** START PASSAGE **

That is an excellent tip and I can easily see how it would be effective for a new hole but wouldn't the drill tend to self-center if there is an existing pilot hole ?


----------



## EmilioG (May 3, 2015)

I don't know.  I've never done that.  I think the holes would come out elliptical and not round.
My tolerance is +0.020 - 0.000, so I think the 12.9 mm drill will work.  Thank you all.


----------



## TOOLMASTER (May 3, 2015)

i use 1/2" ..works fine


----------



## EmilioG (May 4, 2015)

For a 13 mm reamer, that's a lot of material to remove, .030.  That would put a lot of stress on a reamer
and shorten it's life I would think.  I wrote to Yankee Reamer and I'll let you know what they write.
For now, I have a 12.9 mm drill bit that I'm going to test first. Thanks.


----------



## w9jbc (May 4, 2015)

typically 0.015 is what was considered reaming tolerance on the automatics


----------



## EmilioG (May 4, 2015)

Yankee reamer wrote back and suggested using a 12.5 mm drill.  He wrote that most drills will
leave an oversize hole, or use a 31/64" drill followed by an undersize 1/2" reamer then finish with the 13mm reamer.
The 12.9 mm drill leaft the 13 mm hole oversize, 13.02 mm, which is fine for my project.  It's a loose slip fit manifold type part.


----------



## EmilioG (May 6, 2015)

Here are my results.  I used a 31/64" stub length drill bit to open the initial starter hole.
Then  I used a 1/2" AP undersize reamer and finished with an AP 13mm reamer.  I got a nice smooth hole
.006 over.   The 12.9 mm drill was giving me .020 over.  In the future I will use a 12.5 mm drill instead of the
1/2" undersize reamer.


----------

** END PASSAGE **
** START GIVEN DATA **

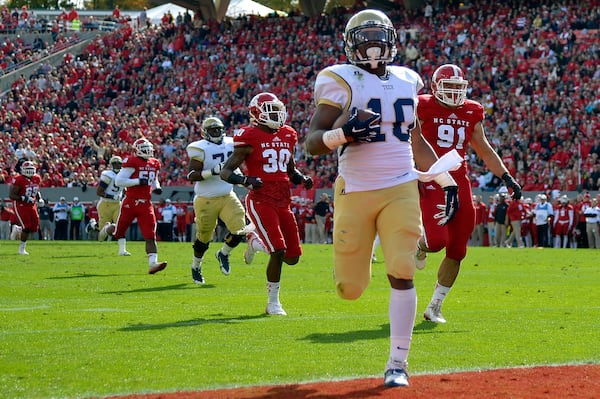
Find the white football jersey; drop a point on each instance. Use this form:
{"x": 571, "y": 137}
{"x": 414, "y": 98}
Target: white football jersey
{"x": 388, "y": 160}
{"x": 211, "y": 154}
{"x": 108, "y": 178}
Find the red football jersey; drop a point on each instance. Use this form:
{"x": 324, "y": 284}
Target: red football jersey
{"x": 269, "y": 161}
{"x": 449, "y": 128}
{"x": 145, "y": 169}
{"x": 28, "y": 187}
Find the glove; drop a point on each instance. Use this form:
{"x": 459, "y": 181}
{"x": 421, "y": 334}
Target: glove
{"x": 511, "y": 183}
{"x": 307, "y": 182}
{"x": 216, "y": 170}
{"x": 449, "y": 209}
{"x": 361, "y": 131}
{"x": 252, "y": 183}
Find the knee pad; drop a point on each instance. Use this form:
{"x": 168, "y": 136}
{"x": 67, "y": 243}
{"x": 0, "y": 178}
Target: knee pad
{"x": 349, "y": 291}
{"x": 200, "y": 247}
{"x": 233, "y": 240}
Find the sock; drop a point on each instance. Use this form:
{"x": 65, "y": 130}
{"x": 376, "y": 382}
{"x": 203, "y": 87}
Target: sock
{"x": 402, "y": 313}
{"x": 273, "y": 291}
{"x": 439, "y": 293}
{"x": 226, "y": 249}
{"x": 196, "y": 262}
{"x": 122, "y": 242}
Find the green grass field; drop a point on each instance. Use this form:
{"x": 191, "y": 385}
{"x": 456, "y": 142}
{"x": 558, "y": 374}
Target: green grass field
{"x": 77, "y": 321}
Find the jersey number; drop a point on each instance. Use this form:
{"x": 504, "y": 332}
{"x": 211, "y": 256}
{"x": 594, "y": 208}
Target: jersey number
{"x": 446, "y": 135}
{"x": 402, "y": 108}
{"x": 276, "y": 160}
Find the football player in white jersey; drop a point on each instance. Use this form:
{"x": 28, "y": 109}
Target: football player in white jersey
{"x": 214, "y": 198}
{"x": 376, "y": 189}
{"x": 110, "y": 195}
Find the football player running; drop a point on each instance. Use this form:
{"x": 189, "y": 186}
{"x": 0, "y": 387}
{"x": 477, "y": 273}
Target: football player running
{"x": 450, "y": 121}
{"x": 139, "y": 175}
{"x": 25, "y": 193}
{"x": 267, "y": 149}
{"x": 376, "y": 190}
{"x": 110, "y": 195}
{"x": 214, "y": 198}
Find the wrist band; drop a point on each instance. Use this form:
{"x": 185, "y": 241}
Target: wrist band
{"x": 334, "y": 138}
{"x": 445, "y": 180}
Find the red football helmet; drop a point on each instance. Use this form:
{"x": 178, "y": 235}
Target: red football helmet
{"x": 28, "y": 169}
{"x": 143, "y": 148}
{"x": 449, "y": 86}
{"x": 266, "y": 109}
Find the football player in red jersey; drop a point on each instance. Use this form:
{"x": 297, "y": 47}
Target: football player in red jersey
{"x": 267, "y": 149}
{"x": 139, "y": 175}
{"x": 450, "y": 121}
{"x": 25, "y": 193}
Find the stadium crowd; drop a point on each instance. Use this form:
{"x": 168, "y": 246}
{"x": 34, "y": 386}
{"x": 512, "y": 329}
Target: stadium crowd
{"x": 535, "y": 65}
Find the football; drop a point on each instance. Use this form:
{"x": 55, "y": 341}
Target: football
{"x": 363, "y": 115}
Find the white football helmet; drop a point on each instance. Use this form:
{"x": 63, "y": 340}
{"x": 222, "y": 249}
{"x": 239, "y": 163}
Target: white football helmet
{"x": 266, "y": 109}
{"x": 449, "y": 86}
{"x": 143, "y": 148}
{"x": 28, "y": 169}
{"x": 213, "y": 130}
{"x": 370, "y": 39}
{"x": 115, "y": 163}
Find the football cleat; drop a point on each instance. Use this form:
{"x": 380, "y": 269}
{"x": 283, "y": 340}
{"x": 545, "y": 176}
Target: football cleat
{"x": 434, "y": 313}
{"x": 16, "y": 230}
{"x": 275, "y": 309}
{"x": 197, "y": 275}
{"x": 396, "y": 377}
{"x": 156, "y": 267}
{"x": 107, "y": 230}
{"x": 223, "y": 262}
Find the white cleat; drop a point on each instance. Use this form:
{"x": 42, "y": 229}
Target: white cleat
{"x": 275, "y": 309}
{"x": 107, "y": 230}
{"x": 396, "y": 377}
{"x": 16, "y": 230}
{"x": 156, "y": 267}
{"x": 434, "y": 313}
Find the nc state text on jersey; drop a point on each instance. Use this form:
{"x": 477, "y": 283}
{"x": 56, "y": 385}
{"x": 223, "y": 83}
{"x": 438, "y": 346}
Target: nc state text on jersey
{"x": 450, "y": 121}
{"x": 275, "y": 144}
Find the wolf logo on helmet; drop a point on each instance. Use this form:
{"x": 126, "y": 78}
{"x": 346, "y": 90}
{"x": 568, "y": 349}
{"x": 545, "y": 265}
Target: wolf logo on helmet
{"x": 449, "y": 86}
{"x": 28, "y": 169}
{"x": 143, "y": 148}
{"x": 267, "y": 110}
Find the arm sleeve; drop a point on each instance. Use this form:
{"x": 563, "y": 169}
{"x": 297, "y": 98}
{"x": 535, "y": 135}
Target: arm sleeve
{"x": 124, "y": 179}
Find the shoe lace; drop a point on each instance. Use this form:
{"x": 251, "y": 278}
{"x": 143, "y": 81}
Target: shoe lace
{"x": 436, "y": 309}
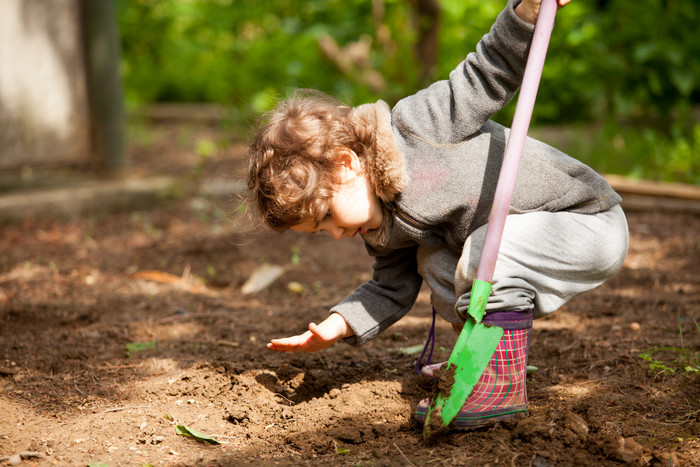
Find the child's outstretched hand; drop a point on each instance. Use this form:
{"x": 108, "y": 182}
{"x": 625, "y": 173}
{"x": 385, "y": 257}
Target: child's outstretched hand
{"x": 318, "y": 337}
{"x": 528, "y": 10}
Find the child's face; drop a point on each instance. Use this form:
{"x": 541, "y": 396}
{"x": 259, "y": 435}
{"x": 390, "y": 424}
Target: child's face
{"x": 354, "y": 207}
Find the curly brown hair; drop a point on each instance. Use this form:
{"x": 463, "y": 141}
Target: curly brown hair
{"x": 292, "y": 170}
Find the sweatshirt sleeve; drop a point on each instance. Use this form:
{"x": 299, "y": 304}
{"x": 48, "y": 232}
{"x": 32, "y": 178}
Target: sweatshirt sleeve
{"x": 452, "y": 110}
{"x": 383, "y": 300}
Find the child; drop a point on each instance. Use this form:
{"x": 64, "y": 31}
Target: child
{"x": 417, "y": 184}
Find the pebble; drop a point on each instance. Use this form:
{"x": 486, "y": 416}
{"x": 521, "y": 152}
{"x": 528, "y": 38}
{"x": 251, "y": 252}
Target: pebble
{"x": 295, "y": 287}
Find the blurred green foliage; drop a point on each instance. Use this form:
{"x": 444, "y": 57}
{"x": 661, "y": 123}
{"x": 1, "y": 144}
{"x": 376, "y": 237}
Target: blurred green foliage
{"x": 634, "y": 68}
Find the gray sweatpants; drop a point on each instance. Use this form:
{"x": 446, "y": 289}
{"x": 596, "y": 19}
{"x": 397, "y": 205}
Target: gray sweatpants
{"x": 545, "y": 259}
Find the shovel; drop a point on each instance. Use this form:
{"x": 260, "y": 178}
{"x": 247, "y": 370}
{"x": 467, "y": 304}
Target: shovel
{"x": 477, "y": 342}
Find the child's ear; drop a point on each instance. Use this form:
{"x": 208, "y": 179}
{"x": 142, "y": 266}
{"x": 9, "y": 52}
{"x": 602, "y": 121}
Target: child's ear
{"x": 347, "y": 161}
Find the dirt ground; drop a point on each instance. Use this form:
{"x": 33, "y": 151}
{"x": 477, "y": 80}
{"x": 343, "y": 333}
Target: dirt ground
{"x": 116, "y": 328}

** END GIVEN DATA **
** START GIVEN DATA **

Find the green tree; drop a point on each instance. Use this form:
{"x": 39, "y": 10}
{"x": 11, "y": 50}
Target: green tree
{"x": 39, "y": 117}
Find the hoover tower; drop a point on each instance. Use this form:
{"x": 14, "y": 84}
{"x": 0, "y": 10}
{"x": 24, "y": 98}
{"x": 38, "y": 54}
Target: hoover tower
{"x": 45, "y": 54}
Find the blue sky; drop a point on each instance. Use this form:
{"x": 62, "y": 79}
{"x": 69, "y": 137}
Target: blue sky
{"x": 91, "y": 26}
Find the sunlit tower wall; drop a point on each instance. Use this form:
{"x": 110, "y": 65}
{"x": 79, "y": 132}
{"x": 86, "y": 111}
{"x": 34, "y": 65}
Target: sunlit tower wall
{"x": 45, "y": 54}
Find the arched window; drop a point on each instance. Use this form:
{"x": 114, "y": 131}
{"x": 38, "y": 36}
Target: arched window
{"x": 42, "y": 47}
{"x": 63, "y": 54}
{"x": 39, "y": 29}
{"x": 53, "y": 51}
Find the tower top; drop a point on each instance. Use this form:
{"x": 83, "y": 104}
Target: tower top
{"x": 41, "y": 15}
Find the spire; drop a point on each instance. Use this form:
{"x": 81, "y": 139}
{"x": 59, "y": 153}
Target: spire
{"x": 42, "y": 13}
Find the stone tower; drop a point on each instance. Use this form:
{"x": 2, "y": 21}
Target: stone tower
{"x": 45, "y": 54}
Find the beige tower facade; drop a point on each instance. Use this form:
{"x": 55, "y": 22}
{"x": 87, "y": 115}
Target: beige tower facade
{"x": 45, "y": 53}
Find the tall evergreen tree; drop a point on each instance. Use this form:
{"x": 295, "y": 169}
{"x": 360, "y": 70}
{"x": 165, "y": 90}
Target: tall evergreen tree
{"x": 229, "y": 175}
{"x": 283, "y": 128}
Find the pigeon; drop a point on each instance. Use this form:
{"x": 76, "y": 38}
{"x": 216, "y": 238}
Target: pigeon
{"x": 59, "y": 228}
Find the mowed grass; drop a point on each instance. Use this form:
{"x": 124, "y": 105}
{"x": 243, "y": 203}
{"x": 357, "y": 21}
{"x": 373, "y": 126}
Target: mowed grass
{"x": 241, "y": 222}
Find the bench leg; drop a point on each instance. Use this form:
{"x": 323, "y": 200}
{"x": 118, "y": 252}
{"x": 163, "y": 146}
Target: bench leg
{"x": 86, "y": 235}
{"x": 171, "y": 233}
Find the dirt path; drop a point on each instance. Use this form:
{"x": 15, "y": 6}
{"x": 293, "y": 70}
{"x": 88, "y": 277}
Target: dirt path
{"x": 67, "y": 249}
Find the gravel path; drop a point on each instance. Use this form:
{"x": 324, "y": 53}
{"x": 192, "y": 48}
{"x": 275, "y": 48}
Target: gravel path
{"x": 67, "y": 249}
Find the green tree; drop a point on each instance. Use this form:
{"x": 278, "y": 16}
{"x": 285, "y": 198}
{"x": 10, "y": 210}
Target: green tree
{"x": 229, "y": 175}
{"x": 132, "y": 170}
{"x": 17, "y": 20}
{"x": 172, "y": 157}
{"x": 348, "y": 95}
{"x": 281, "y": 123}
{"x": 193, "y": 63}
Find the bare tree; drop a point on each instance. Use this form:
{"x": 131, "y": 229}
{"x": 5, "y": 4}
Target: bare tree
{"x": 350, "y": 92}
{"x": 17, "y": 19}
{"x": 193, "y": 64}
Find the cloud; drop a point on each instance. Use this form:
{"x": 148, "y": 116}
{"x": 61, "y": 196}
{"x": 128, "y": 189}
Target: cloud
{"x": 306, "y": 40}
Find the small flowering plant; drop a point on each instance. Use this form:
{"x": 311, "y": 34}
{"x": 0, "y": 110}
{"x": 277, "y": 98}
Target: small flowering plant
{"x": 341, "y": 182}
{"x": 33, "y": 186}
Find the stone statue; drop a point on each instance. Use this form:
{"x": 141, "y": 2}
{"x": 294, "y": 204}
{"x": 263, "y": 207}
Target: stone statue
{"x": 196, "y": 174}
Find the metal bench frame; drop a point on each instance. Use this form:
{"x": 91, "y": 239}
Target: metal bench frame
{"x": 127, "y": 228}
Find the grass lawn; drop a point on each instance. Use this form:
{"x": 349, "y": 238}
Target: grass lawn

** END GIVEN DATA **

WRITTEN EXERCISE A —
Quote the thread on reaming a 13 mm hole, everything from "Yankee reamer wrote" down to "initial starter hole.".
WRITTEN EXERCISE B —
Which usernames appear in the post headers of the thread on reaming a 13 mm hole? List each one once.
WRITTEN EXERCISE C —
Check each statement against the thread on reaming a 13 mm hole and answer yes or no, backing each answer with the words that settle it.
(i) Yankee Reamer recommended a 12.5 mm drill.
(ii) The hole finished with the 13mm reamer came out .020 over.
(iii) w9jbc says 0.030 was the usual reaming tolerance on the automatics.

TASK RESULT A —
Yankee reamer wrote back and suggested using a 12.5 mm drill.  He wrote that most drills will
leave an oversize hole, or use a 31/64" drill followed by an undersize 1/2" reamer then finish with the 13mm reamer.
The 12.9 mm drill leaft the 13 mm hole oversize, 13.02 mm, which is fine for my project.  It's a loose slip fit manifold type part.


----------



## EmilioG (May 6, 2015)

Here are my results.  I used a 31/64" stub length drill bit to open the initial starter hole.

TASK RESULT B —
EmilioG
TOOLMASTER
w9jbc

TASK RESULT C —
(i) Yes: "Yankee reamer wrote back and suggested using a 12.5 mm drill."
(ii) No: "I got a nice smooth hole .006 over."
(iii) No: "typically 0.015 is what was considered reaming tolerance on the automatics"